===== Records supplied
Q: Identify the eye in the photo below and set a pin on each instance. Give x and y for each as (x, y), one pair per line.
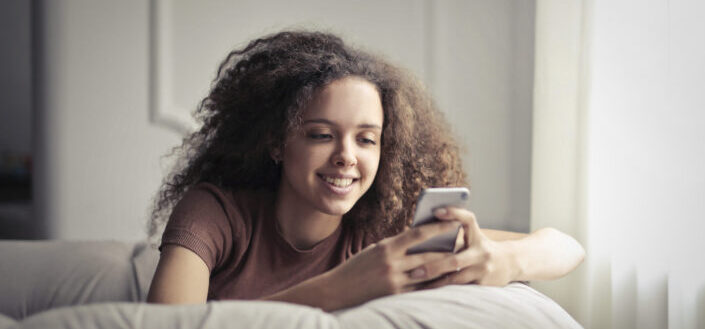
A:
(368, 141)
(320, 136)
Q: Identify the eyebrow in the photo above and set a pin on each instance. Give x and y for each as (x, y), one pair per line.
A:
==========
===== Records supplied
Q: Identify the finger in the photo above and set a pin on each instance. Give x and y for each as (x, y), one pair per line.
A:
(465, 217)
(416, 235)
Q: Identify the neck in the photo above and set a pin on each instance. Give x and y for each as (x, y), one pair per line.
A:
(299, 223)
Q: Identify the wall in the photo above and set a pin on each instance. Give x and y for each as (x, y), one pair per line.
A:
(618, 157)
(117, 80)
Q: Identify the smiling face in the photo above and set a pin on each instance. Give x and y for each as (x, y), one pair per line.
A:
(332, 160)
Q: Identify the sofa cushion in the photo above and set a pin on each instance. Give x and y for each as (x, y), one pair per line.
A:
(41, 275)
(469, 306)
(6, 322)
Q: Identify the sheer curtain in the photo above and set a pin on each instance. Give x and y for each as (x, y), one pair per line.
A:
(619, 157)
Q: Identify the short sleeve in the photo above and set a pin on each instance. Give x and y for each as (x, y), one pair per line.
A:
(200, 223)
==========
===== Records supplied
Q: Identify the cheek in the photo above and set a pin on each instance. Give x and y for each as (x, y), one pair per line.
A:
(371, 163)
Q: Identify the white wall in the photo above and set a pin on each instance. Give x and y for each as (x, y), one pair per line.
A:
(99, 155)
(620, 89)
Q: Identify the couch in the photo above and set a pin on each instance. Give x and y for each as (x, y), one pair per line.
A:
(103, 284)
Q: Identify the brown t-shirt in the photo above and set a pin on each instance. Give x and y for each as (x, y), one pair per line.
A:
==========
> [Problem description] Across the data, how many lines have the word "above" in them? Respond with the number alone.

> [Exercise output] 12